*EXERCISE*
Print the lines in the listing below that fall between the line with "Target: window with shutters" and the line with "Mark every instance of the stone building", those two lines included, exactly as they stand and with nothing else.

*THE RECORDS*

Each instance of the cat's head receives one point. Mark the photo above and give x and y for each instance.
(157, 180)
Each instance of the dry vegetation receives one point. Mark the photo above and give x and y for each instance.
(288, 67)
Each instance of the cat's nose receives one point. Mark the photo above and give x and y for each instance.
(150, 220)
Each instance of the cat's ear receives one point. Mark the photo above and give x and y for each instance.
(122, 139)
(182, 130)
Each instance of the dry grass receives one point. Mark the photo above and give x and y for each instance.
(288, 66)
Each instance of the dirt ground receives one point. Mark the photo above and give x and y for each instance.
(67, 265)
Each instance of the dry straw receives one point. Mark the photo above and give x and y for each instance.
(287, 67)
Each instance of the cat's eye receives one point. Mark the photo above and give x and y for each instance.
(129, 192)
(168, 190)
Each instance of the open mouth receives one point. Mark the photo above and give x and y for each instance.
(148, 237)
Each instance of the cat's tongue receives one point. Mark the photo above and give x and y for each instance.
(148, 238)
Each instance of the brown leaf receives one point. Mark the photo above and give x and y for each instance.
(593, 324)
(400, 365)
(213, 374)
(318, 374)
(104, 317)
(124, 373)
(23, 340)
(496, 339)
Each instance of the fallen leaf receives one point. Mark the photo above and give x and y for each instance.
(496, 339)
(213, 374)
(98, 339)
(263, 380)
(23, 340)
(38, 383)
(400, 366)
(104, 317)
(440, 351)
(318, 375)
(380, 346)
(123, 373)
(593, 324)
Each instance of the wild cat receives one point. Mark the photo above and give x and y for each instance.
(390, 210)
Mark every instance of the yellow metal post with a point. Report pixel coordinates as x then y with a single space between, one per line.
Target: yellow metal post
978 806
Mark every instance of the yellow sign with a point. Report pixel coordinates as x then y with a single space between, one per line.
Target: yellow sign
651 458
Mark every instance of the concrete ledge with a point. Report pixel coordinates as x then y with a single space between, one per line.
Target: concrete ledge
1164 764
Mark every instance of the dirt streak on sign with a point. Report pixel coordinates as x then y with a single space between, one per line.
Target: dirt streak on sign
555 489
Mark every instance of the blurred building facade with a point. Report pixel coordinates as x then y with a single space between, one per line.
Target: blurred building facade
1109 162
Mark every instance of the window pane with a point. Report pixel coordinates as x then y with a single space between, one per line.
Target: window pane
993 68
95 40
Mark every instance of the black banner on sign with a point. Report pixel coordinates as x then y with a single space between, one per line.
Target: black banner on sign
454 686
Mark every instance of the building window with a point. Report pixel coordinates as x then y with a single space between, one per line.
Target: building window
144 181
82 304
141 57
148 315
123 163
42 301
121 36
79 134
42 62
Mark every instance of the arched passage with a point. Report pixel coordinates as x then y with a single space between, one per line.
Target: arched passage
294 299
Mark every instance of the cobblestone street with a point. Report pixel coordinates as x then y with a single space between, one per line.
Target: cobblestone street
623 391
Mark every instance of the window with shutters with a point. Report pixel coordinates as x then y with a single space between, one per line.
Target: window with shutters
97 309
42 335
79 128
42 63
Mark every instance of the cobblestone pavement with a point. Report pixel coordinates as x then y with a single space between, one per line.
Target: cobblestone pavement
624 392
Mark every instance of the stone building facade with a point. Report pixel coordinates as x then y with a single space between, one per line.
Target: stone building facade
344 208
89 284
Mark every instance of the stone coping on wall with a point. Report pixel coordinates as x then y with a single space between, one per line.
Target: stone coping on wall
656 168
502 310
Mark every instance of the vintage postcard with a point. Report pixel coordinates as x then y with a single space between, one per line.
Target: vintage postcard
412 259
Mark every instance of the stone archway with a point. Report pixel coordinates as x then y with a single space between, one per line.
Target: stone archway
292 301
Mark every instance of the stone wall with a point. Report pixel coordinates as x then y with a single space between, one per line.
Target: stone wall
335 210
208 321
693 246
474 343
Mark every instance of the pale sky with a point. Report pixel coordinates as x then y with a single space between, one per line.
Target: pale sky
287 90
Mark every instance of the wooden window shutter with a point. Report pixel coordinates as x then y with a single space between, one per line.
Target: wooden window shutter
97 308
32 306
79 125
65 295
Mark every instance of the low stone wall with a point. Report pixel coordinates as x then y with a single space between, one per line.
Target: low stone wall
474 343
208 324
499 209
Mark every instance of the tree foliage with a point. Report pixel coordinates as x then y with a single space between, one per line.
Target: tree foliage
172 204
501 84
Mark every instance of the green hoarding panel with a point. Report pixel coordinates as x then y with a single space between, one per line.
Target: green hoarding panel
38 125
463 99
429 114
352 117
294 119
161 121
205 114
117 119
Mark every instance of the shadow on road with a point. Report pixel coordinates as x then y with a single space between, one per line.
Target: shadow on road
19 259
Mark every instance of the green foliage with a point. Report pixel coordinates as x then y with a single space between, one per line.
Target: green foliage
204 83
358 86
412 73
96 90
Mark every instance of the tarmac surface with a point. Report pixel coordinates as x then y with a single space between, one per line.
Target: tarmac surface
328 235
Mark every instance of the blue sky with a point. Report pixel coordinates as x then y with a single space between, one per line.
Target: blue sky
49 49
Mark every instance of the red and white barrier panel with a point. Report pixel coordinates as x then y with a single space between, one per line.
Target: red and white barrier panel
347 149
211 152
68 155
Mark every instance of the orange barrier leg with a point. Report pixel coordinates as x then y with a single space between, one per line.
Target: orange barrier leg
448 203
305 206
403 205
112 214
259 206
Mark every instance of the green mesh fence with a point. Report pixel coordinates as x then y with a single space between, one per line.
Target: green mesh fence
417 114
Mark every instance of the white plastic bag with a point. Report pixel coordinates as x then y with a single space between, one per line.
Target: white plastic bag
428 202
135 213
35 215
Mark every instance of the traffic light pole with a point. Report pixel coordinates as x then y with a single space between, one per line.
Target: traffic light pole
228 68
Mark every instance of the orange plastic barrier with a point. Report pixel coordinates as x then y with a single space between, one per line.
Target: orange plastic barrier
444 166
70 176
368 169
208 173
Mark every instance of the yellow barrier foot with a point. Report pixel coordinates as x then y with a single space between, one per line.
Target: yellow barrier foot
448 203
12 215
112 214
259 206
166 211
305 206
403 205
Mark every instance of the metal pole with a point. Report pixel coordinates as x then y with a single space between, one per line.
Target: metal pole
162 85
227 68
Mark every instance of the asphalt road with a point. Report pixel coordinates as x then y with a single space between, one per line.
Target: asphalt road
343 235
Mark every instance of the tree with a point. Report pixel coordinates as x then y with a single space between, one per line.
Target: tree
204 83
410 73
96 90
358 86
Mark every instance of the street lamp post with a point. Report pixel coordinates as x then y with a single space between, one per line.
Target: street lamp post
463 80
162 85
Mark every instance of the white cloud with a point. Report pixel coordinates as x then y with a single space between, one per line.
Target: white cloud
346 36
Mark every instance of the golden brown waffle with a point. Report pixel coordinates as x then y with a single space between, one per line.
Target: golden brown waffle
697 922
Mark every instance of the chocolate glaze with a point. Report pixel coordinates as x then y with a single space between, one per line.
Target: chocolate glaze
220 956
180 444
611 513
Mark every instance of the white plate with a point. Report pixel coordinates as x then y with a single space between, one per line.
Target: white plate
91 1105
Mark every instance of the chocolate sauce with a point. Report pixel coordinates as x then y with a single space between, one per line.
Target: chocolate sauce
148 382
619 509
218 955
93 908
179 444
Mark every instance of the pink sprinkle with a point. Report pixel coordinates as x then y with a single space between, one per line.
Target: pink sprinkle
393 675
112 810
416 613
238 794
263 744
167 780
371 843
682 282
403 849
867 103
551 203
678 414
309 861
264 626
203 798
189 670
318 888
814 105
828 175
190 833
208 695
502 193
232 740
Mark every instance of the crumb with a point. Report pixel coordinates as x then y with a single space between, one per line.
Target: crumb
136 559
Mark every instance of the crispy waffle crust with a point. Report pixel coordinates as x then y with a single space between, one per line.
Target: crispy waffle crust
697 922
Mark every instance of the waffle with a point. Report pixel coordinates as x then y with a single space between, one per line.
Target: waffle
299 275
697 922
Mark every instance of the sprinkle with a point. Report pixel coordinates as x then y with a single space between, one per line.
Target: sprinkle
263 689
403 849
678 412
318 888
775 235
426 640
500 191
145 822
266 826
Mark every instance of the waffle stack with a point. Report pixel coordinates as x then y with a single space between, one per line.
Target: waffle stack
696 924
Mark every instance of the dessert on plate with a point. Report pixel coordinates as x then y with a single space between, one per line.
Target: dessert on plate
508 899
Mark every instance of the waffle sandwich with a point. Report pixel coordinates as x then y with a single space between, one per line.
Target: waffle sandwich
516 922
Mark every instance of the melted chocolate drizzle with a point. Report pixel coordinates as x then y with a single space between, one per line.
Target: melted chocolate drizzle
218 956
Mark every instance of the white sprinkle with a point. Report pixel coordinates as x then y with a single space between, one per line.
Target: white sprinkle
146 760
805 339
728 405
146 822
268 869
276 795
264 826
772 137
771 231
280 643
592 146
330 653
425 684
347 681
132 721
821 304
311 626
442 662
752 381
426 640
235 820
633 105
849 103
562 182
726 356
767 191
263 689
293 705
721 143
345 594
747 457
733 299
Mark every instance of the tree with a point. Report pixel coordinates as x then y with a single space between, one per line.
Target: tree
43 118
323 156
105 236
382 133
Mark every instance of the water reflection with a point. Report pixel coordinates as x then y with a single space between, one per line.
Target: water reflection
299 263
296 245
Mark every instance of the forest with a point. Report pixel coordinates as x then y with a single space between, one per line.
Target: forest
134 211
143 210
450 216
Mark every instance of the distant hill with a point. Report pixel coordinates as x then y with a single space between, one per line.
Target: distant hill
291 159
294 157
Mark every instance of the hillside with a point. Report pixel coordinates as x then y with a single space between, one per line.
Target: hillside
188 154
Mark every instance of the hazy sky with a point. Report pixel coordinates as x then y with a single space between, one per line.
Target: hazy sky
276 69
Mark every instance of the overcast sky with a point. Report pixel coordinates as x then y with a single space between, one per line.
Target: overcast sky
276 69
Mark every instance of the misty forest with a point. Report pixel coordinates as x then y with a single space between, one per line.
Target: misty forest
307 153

*PROBLEM SOLUTION*
Target: window with shutters
97 309
42 335
79 128
42 63
Mark every instance of the cobblestone pavement with a point. Report pixel coordinates as x then y with a single space between, one per line.
Target: cobblestone pavement
624 392
Mark every instance of the stone building facade with a point. Report pixel coordinates as x then y with a single space between, one per line.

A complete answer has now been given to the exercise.